— Exercise task 1 —
Reproduce the part of the article on music licensing starting with "As also previously" and going on through "dollar infringement lawsuit.".

Osborn is far too nice and the MPA far too respectable to say it, but basically 2015 is lining up to be the year when the songwriters and music publishers throw a massive “fuck you all” in the general direction of the streaming sector, which they believe has been structured for the sole benefit of the digital service providers and the record labels. And leading the charge, or at least testing the water, is veteran artist manager Irving Azoff.

As previously reported, Azoff has set up a new company called Global Music Rights which is seeking to directly represent the so called ‘public performance rights’ – in the US, at least – of the songwriters he manages and some other big names too. The aim is to pull those songwriters’ works out of the American collecting societies BMI and ASCAP and force the big licensees of songs to do deals directly, away from the rules and regulations that come with collective licensing.

As also previously reported, this has led to Azoff initiating a battle with YouTube, which, he says, must remove all the songs GMR now represents from its various platforms with immediate effect until it successfully negotiates a licence with his new company. Azoff’s attack on YouTube conveniently coincided with the Google subsidiary unveiling its new Music Key service, ensuring the video site’s big new play in music was accompanied by plenty of controversy before and after launch.

The feud is ongoing, with Azoff’s lawyer Howard King providing something of an update this week, and reaffirming the threat that GMR is willing to go legal on all this in what he is calling a billion dollar infringement lawsuit.

There are currently two elements to the dispute. First, although GMR has seemingly withdrawn the public performance rights of the songwriters it reps – which include Eagles, Pharrell Williams and John Lennon – from their respective collecting societies in the US, it’s not entirely clear when that actually means YouTube no longer has access to those songs through its blanket licences from ASCAP and BMI.

Such licences customarily keep running until a pre-agreed date, even if there are changes in the repertoire each society represents. But, again showing the ambiguities that exist in music licensing, no one seems to be able to tell GMR whether that means YouTube is still allowed to use its songs or not. Though King says the obligation is on YouTube to prove it is licensed, and so far it has not.

But this dispute seems set to really focus on YouTube’s obligations to remove songs uploaded by users to its platform under American copyright law, a familiar debate that has been had several times before, usually with YouTube’s interpretation of the Digital Millennium Copyright Act prevailing. That interpretation says that providing YouTube offers a system via which rights owners can order content be removed, it isn’t liable for all the copyright infringing materials that are routinely available via its user-upload sites.

— Information provided —
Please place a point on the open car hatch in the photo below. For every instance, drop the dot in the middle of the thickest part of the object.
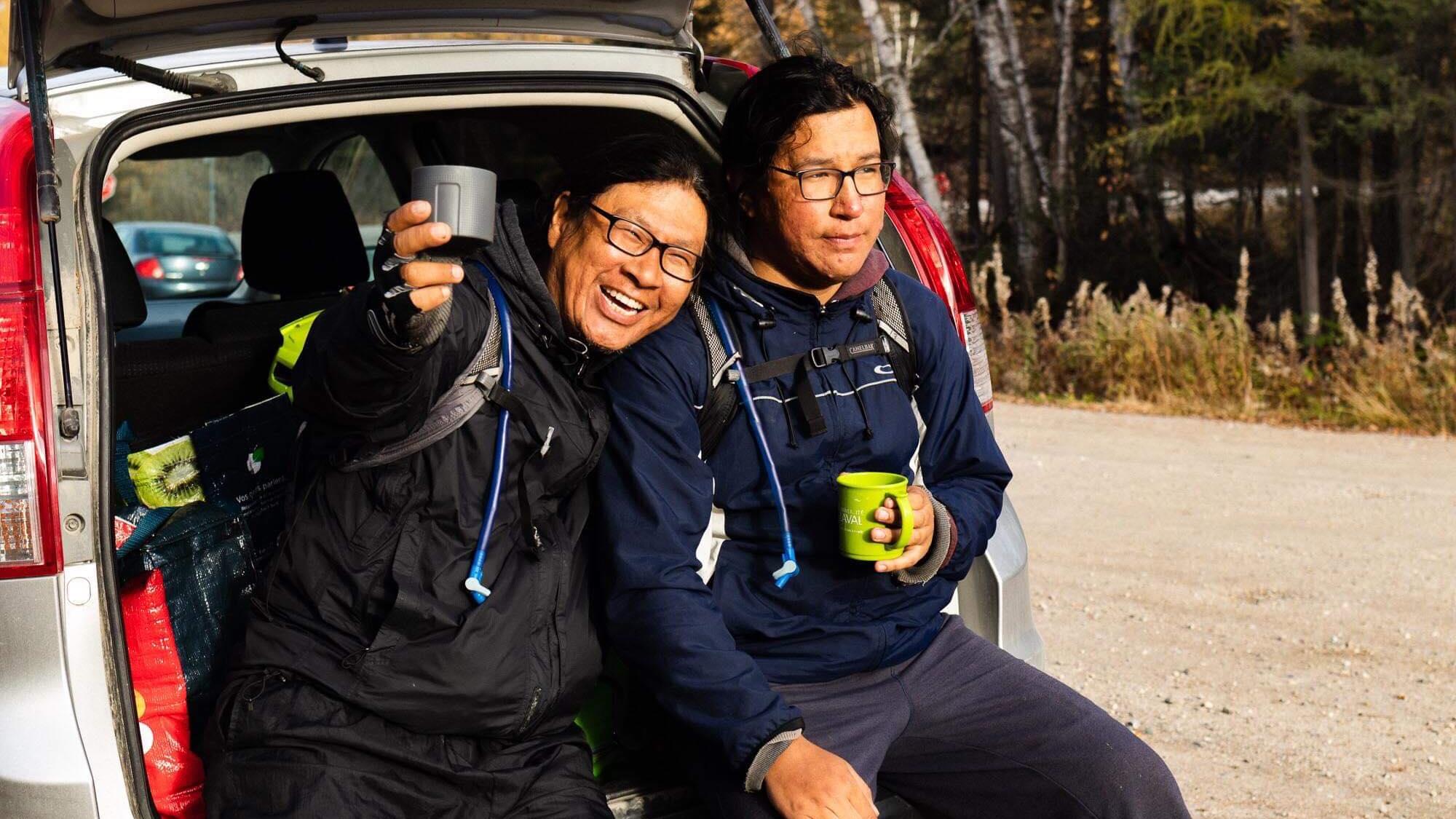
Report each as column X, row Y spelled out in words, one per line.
column 139, row 30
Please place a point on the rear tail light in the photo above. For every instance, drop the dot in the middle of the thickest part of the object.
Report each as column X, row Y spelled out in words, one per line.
column 30, row 535
column 941, row 270
column 149, row 269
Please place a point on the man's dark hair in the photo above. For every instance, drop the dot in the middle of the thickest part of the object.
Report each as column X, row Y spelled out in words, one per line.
column 637, row 158
column 772, row 103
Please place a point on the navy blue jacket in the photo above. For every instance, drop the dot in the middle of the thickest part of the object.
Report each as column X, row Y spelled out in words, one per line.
column 710, row 652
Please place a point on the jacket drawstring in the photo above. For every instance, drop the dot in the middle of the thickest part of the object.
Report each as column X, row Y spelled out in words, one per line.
column 844, row 366
column 767, row 323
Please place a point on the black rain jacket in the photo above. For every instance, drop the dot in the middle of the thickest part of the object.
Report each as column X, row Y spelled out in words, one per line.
column 368, row 595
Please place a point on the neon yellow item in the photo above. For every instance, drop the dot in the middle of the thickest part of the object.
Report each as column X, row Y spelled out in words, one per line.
column 295, row 334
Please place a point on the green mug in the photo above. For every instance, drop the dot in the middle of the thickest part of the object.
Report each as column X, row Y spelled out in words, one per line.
column 860, row 496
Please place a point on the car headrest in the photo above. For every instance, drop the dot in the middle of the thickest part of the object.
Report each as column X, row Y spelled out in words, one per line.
column 124, row 299
column 301, row 237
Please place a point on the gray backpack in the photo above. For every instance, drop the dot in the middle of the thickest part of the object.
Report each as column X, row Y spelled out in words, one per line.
column 895, row 341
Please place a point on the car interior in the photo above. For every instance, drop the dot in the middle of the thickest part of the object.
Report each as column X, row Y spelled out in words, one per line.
column 304, row 241
column 306, row 235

— Exercise task 2 —
Format the lines of the rows above as a numbered list, starting with the line with "Please place a point on the rear" and going on through the line with "column 368, row 595". Leave out blank lines and include nothing else.

— Solution 1 —
As also previously reported, this has led to Azoff initiating a battle with YouTube, which, he says, must remove all the songs GMR now represents from its various platforms with immediate effect until it successfully negotiates a licence with his new company. Azoff’s attack on YouTube conveniently coincided with the Google subsidiary unveiling its new Music Key service, ensuring the video site’s big new play in music was accompanied by plenty of controversy before and after launch.

The feud is ongoing, with Azoff’s lawyer Howard King providing something of an update this week, and reaffirming the threat that GMR is willing to go legal on all this in what he is calling a billion dollar infringement lawsuit.

— Solution 2 —
1. Please place a point on the rear tail light in the photo above. For every instance, drop the dot in the middle of the thickest part of the object.
2. Report each as column X, row Y spelled out in words, one per line.
3. column 30, row 535
4. column 941, row 270
5. column 149, row 269
6. Please place a point on the man's dark hair in the photo above. For every instance, drop the dot in the middle of the thickest part of the object.
7. Report each as column X, row Y spelled out in words, one per line.
8. column 637, row 158
9. column 772, row 103
10. Please place a point on the navy blue jacket in the photo above. For every instance, drop the dot in the middle of the thickest part of the object.
11. Report each as column X, row Y spelled out in words, one per line.
12. column 710, row 652
13. Please place a point on the jacket drawstring in the photo above. For every instance, drop the dot in the middle of the thickest part of the object.
14. Report each as column X, row Y spelled out in words, one per line.
15. column 844, row 366
16. column 767, row 323
17. Please place a point on the black rain jacket in the photo above. For every instance, drop the dot in the middle of the thickest part of the object.
18. Report each as column X, row Y spelled out in words, one per line.
19. column 368, row 595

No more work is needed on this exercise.